» **WHAT YOU SHOULD DO**
Count the lines in the following listing that contain the word "below". Reply with the number alone.

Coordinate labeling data
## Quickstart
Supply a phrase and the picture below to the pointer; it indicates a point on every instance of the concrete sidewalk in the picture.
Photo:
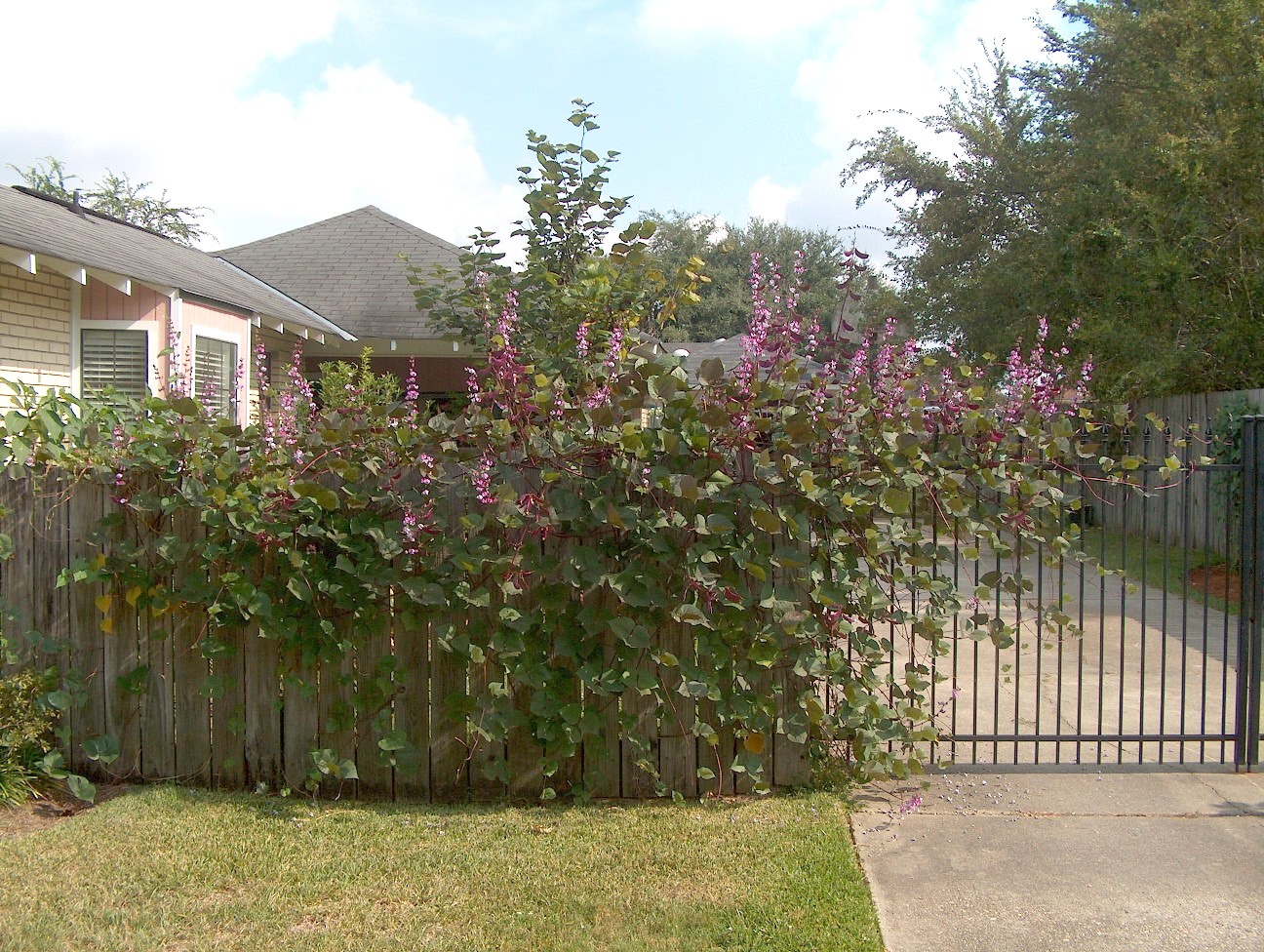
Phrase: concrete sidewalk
(1080, 858)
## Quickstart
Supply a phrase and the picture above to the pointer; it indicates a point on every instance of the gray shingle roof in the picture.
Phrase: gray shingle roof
(348, 268)
(56, 229)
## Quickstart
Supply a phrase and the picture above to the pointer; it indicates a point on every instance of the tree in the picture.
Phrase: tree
(1119, 183)
(1158, 113)
(571, 289)
(968, 222)
(118, 196)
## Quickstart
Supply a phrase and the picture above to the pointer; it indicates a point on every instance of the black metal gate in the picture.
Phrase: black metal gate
(1160, 666)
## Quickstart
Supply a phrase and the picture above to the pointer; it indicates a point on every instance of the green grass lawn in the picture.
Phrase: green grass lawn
(1147, 562)
(171, 869)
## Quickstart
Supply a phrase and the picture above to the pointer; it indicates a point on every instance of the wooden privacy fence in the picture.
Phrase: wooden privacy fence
(251, 714)
(1192, 512)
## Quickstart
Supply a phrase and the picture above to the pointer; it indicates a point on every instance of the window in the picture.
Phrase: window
(115, 358)
(215, 375)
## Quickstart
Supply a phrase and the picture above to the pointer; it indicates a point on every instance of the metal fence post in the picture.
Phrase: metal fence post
(1250, 634)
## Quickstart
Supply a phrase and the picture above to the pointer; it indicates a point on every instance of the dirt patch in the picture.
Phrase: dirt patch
(52, 808)
(1217, 580)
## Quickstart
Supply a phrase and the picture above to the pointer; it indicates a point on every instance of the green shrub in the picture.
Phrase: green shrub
(25, 733)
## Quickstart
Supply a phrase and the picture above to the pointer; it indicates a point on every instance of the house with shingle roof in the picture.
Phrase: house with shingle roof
(351, 269)
(89, 302)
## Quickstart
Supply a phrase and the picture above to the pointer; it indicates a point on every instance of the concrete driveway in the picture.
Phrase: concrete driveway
(1084, 858)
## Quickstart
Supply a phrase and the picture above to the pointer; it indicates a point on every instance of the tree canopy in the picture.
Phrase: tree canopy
(118, 196)
(1118, 183)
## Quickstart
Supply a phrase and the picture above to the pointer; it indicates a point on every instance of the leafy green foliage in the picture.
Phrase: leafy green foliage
(118, 196)
(1225, 439)
(590, 528)
(722, 253)
(1115, 183)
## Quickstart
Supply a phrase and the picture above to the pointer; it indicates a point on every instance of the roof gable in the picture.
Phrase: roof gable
(349, 269)
(55, 229)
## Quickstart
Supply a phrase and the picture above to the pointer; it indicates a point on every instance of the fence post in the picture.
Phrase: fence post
(1250, 634)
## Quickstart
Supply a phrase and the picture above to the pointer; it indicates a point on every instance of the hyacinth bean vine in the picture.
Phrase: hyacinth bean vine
(589, 495)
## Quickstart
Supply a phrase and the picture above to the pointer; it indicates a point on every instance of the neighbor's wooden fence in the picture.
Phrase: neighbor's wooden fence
(1192, 512)
(252, 714)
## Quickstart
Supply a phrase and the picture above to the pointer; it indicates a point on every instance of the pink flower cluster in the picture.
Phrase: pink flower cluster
(295, 411)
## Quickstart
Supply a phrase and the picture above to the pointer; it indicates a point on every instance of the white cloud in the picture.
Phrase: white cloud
(889, 64)
(167, 93)
(769, 200)
(743, 20)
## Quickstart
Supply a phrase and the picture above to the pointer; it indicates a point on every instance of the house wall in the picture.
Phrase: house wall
(143, 308)
(34, 330)
(197, 317)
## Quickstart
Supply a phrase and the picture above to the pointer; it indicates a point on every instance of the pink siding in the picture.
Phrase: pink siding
(101, 302)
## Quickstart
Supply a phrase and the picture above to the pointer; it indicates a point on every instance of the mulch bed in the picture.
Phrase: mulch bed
(1217, 580)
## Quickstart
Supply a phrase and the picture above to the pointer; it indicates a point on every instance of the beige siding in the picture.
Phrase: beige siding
(34, 330)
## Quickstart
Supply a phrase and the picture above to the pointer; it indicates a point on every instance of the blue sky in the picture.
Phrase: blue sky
(278, 113)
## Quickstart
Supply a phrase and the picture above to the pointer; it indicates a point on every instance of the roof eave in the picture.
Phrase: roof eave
(314, 321)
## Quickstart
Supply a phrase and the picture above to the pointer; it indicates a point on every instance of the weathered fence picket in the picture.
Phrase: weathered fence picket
(233, 707)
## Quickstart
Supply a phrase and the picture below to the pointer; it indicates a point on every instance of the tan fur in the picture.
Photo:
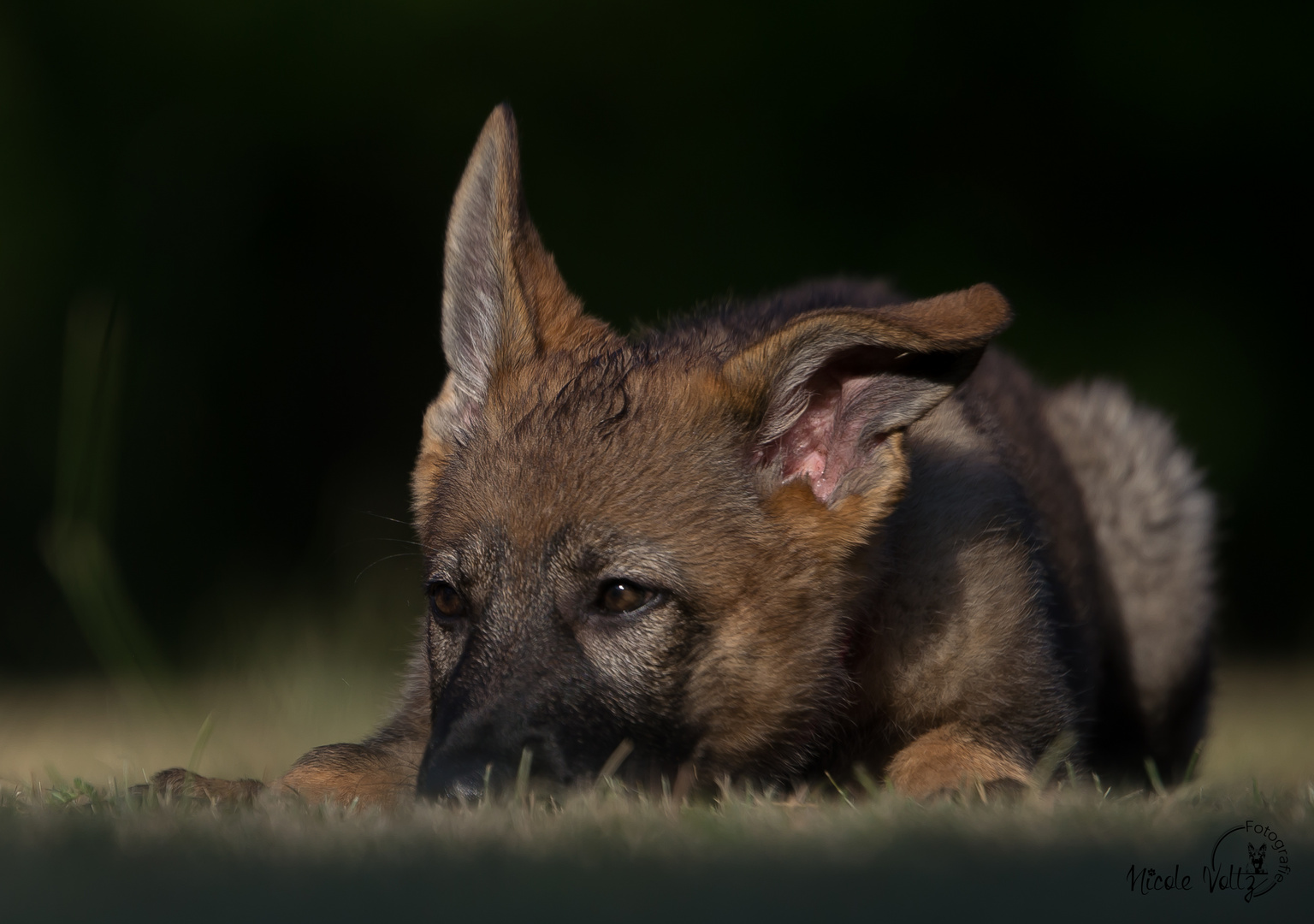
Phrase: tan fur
(861, 534)
(946, 759)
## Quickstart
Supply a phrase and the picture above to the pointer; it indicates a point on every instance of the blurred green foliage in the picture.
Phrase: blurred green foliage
(262, 188)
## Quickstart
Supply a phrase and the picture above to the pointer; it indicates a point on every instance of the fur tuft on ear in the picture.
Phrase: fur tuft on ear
(504, 300)
(828, 388)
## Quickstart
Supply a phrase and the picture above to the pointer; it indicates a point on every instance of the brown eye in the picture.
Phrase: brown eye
(444, 601)
(622, 597)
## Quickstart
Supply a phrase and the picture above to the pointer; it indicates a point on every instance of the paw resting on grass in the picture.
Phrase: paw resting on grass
(176, 786)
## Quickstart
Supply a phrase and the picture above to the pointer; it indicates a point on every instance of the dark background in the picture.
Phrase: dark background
(260, 189)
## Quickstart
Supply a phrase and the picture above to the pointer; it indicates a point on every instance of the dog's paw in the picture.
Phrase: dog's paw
(176, 786)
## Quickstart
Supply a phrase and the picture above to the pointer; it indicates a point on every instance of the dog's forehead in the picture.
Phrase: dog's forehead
(636, 451)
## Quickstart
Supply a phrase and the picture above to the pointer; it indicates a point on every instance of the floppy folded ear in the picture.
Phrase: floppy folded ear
(504, 300)
(826, 391)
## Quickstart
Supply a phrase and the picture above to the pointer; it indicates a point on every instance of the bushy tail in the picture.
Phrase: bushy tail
(1154, 522)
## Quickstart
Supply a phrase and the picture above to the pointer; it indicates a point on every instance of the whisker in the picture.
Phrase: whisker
(390, 519)
(388, 558)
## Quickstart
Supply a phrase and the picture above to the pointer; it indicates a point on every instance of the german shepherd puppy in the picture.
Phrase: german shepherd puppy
(826, 527)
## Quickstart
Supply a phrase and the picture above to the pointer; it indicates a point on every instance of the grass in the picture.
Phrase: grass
(75, 845)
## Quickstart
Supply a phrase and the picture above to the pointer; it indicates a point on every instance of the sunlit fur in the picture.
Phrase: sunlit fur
(869, 538)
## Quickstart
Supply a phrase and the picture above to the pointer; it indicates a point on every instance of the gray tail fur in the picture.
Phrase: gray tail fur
(1154, 522)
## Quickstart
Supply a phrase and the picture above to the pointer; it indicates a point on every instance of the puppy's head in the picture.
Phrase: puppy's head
(652, 541)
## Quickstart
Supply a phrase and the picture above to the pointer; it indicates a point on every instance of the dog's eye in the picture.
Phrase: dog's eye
(446, 601)
(622, 597)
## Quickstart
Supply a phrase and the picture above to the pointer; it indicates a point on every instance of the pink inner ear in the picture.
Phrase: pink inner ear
(823, 443)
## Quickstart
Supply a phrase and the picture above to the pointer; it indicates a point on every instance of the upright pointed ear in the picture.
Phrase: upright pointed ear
(504, 300)
(826, 391)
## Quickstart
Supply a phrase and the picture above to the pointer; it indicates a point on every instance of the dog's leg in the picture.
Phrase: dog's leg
(380, 772)
(367, 774)
(953, 756)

» **COMPLETE ANSWER**
2